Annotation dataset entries
=======

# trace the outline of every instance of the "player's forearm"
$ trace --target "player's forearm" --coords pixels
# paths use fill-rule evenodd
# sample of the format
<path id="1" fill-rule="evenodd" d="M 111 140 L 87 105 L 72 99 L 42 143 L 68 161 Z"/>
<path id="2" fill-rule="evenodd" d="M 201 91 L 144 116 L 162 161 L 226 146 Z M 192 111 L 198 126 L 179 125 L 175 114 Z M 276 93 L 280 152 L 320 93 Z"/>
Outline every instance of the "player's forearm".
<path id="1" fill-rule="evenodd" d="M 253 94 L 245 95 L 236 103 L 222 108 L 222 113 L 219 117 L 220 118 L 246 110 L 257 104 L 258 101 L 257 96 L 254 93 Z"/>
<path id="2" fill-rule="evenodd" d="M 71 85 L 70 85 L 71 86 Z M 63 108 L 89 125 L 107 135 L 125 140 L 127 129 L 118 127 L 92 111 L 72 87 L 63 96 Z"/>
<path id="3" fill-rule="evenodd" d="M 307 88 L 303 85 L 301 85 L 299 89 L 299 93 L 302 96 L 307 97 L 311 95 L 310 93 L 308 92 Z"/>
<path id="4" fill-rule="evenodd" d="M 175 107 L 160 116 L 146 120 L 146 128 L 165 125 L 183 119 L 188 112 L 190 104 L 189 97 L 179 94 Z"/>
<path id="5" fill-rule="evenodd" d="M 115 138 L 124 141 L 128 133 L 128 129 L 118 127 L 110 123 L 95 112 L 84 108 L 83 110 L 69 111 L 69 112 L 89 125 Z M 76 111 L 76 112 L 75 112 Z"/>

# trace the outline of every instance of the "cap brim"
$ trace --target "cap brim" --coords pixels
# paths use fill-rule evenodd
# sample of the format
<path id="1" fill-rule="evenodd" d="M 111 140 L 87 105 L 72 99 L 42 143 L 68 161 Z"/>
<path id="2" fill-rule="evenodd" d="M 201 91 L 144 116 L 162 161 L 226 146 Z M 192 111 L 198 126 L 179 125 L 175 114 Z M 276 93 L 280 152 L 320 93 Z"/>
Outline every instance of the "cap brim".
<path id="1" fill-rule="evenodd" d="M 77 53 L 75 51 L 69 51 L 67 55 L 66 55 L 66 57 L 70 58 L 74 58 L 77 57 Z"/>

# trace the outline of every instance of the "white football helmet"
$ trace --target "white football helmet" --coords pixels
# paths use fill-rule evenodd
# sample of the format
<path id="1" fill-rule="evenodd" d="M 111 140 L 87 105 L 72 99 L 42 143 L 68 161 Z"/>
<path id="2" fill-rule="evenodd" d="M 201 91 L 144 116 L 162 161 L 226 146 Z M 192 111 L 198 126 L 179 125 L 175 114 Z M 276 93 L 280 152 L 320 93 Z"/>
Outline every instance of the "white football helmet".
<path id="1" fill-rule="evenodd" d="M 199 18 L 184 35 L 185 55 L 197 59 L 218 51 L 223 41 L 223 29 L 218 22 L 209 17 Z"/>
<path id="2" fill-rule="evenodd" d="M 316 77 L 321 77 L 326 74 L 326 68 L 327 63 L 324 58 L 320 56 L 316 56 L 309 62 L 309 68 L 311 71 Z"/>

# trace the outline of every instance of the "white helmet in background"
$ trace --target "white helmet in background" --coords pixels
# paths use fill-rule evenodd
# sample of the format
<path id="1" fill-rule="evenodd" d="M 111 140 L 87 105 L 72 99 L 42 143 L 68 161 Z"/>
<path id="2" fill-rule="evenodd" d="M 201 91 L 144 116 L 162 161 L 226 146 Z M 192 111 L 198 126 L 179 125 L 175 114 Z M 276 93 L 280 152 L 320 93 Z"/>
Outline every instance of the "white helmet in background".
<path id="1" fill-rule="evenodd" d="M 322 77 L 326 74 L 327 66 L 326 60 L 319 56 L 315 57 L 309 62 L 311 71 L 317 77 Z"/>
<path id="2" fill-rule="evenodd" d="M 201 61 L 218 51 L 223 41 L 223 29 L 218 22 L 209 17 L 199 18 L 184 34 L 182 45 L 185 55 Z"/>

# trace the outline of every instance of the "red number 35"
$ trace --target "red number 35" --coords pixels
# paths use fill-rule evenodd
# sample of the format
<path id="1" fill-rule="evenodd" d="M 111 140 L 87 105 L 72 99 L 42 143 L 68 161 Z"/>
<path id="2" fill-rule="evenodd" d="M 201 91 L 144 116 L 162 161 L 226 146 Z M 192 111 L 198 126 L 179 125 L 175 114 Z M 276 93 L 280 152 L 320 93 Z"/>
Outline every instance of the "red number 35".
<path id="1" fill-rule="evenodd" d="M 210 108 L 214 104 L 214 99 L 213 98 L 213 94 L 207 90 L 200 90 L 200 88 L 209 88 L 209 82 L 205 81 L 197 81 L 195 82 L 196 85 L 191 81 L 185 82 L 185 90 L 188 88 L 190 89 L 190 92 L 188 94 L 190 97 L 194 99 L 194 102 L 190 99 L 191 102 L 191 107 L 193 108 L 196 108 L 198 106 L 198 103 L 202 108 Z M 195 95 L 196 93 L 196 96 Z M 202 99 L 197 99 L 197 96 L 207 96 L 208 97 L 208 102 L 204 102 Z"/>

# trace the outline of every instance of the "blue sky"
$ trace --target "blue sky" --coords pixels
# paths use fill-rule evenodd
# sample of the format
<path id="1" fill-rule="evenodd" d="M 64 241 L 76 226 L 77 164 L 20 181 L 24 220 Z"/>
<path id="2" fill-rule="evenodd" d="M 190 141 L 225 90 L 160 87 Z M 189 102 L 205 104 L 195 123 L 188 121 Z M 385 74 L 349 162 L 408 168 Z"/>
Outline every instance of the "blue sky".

=======

WHAT YOU HAVE TO DO
Please copy the entries above exactly, from their start up to and including the line that contains "77 53 L 75 51".

SOLUTION BELOW
# trace the outline of every instance of the "player's forearm"
$ trace --target "player's forearm" --coords pixels
# paths use fill-rule evenodd
# sample of the format
<path id="1" fill-rule="evenodd" d="M 111 140 L 87 105 L 72 99 L 42 143 L 68 161 Z"/>
<path id="2" fill-rule="evenodd" d="M 201 91 L 144 116 L 162 161 L 226 146 Z M 192 111 L 198 126 L 179 125 L 175 114 Z M 276 93 L 280 152 L 320 93 Z"/>
Outline every instance of the "player's forearm".
<path id="1" fill-rule="evenodd" d="M 253 94 L 245 95 L 236 103 L 222 108 L 222 113 L 219 117 L 220 118 L 246 110 L 257 104 L 258 101 L 257 96 L 254 93 Z"/>
<path id="2" fill-rule="evenodd" d="M 71 85 L 70 85 L 71 86 Z M 63 108 L 89 125 L 107 135 L 125 140 L 127 129 L 118 127 L 92 111 L 72 87 L 63 96 Z"/>
<path id="3" fill-rule="evenodd" d="M 307 88 L 303 85 L 301 85 L 299 89 L 299 93 L 302 96 L 307 97 L 311 95 L 310 93 L 308 92 Z"/>
<path id="4" fill-rule="evenodd" d="M 175 107 L 160 116 L 146 120 L 146 128 L 165 125 L 183 119 L 188 112 L 190 104 L 189 97 L 179 94 Z"/>
<path id="5" fill-rule="evenodd" d="M 115 138 L 124 141 L 128 133 L 128 129 L 118 127 L 110 123 L 95 112 L 84 108 L 83 110 L 69 111 L 69 112 L 89 125 Z M 76 111 L 76 112 L 75 112 Z"/>

# trace the outline of every instance of the "cap brim"
$ trace --target "cap brim" --coords pixels
# paths use fill-rule evenodd
# sample of the format
<path id="1" fill-rule="evenodd" d="M 111 140 L 87 105 L 72 99 L 42 143 L 68 161 Z"/>
<path id="2" fill-rule="evenodd" d="M 201 91 L 144 116 L 162 161 L 226 146 Z M 192 111 L 198 126 L 179 125 L 175 114 Z M 276 93 L 280 152 L 320 93 Z"/>
Outline every instance of the "cap brim".
<path id="1" fill-rule="evenodd" d="M 77 53 L 75 51 L 69 51 L 67 55 L 66 55 L 66 57 L 70 58 L 74 58 L 77 57 Z"/>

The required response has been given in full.